═════ Input data ═════

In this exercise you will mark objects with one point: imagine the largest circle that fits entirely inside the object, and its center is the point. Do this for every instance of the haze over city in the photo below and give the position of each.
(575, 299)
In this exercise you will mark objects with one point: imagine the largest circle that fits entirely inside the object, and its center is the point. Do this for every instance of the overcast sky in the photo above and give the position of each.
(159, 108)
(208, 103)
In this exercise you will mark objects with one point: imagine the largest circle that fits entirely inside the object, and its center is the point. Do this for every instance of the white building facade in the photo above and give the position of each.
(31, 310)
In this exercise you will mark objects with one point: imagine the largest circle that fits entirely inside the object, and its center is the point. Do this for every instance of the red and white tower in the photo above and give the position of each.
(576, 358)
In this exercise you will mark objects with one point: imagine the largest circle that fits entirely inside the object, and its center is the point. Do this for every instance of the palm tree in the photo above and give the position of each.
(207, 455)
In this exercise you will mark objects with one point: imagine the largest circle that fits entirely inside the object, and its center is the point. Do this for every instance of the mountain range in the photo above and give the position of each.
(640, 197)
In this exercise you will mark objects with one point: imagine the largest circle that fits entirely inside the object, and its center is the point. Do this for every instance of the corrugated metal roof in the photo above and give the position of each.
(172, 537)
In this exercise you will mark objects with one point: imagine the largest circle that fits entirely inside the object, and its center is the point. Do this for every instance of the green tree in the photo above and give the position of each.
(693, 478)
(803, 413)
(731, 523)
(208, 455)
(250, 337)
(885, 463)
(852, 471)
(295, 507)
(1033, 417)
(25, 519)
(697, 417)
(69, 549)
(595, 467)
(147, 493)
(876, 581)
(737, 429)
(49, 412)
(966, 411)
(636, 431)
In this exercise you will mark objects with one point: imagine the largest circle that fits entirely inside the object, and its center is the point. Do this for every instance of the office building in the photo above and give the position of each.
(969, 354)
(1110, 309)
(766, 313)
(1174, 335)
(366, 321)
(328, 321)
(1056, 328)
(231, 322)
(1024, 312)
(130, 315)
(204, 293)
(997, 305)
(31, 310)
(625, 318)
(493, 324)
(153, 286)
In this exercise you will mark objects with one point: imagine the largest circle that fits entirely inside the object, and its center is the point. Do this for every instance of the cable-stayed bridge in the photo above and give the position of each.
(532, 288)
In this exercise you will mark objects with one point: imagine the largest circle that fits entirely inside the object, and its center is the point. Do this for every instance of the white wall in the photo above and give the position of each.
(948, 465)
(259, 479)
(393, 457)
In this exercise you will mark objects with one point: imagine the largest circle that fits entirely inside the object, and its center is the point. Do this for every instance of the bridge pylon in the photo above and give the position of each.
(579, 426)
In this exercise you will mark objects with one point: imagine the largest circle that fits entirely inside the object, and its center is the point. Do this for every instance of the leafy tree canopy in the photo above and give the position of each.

═════

**What is required**
Beginning at the line that holds "of the cable-stayed", copy every line through the end of the entries exactly as given, and only those lines.

**Solution to this problem**
In this exercise you will mark objects with one point: imagine the largest circle that fits entirely inside the object, and its center is the point. Do this for every instance of the cable-stayed bridge in the photo above and give the position of each.
(532, 288)
In this exercise you will mark objects with one point: imagine the largest circle that fits entirely inside the object, and its center is the point. Do this for every instance of the white wall in the photo above and give the position of each.
(948, 465)
(259, 479)
(393, 457)
In this exercise you will mark objects with one point: imagine the largest circle that fits entirely inside the object, and its center is the point. Do this for every instance of the bridge pylon in the photo above and give the position of each.
(579, 426)
In this exercise you will mark objects with one point: imagine the largest circle that fits entirely inside the object, and its center is the point. Do this for every instance of the leafy tree canopy in the photo above and give the position of each.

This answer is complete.